* **タスク一覧**
**A.** スクリーニング調査票についての記事によると、この記事シリーズは全何回の連載形式で発信されますか。
**B.** スクリーニング調査票についての記事から、「スクリーニング調査票(スクリーナー)の作」を含む語句で始まり「んの解説をぜひご覧ください。」で終わる部分を、そのまま引用してください。

スクリーニング調査票(スクリーナー)の作り方|プロダクトリサーチを成功に導く!スクリーニング調査のコツ:第二回
ユーザインタビュープラットフォーム「ユニーリサーチ」では、インタビュー対象のリクルーティング時にスクリーニングによる対象者選定が可能です。このスクリーナー機能を皆様によりご活用いただけるよう「スクリーニング調査の実施方法」を基礎から学べる記事シリーズ「プロダクトリサーチを成功に導く!スクリーニング調査のコツ」を全3回の連載形式で発信します。
本稿はリサーチャーで『ユーザーリサーチのすべて』の著者でもある菅原大介さんにご寄稿いただきました。マクロミルの定量調査ディレクターとしてリサーチのキャリアをスタートされ、多種多様な調査シーンにおけるスクリーナーのレビュー経験も豊富な菅原さんの解説をぜひご覧ください。
- スクリーニング調査票(スクリーナー)とは
- スクリーニング調査の特性
- スクリーニング調査の質問数
- 2.アンケートで使う3つの質問タイプ
- ①単一回答:回答者の状態や程度を知る
- ②複数回答:意見や経験の広がりを知る
- ③自由回答:選択理由や体験内容を知る
- 3.質問文の書き方
- ①よくある失敗:ど直球な質問文
- ②よくある失敗:不完全な質問文
- ③よくある失敗:誘導的な質問文
- ④よくある失敗:消費や使用の主体を想定していない質問文
- ⑤よくある失敗:経験時期を特定していない質問文
- 4.選択肢の書き方
- ①よくある失敗:ダミーの選択肢が無い
- ②よくある失敗:逃げ道の選択肢が無い
- a.その他
- b.特にない(わからない・覚えていない)
- c.この中にあてはまるものはない
- ③よくある失敗:対象者条件を緩和できない
- ④よくある失敗:最新状況を確認していない
- 5.ロジックの設定
- ①よくある失敗:選択肢の表示順序の影響を受けてしまう
- ②よくある失敗:回答者指定を設定せずに回答ボリュームが多くなる
- ③よくある失敗:画面分岐が多すぎる・少なすぎる
- 6.アンケートタイトルの書き方
- ①厳密な対象者抽出のためのアンケート→生活に関する~と記載する
- ②対象者をある程度特定したアンケート→カテゴリー名称を記載する
- ③特定商品・特定機能を扱うアンケート→商品名・機能名を記載する
- ④非利用者も分析対象とするアンケート→告知文でフォロー記載する
- 次回『スクリーニング調査の実践例』|プロダクトリサーチを成功に導く!スクリーニング調査のコツ
- 定量・定性調査が可能なセルフ型リサーチツール『ユニーリサーチ』

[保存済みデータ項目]
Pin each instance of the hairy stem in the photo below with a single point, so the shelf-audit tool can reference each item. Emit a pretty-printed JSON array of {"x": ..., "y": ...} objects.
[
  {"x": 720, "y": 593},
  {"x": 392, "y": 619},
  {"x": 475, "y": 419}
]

* **タスク別の結果**
**A.** 全3回の連載形式です。

**B.**
スクリーニング調査票(スクリーナー)の作り方|プロダクトリサーチを成功に導く!スクリーニング調査のコツ:第二回
ユーザインタビュープラットフォーム「ユニーリサーチ」では、インタビュー対象のリクルーティング時にスクリーニングによる対象者選定が可能です。このスクリーナー機能を皆様によりご活用いただけるよう「スクリーニング調査の実施方法」を基礎から学べる記事シリーズ「プロダクトリサーチを成功に導く!スクリーニング調査のコツ」を全3回の連載形式で発信します。
本稿はリサーチャーで『ユーザーリサーチのすべて』の著者でもある菅原大介さんにご寄稿いただきました。マクロミルの定量調査ディレクターとしてリサーチのキャリアをスタートされ、多種多様な調査シーンにおけるスクリーナーのレビュー経験も豊富な菅原さんの解説をぜひご覧ください。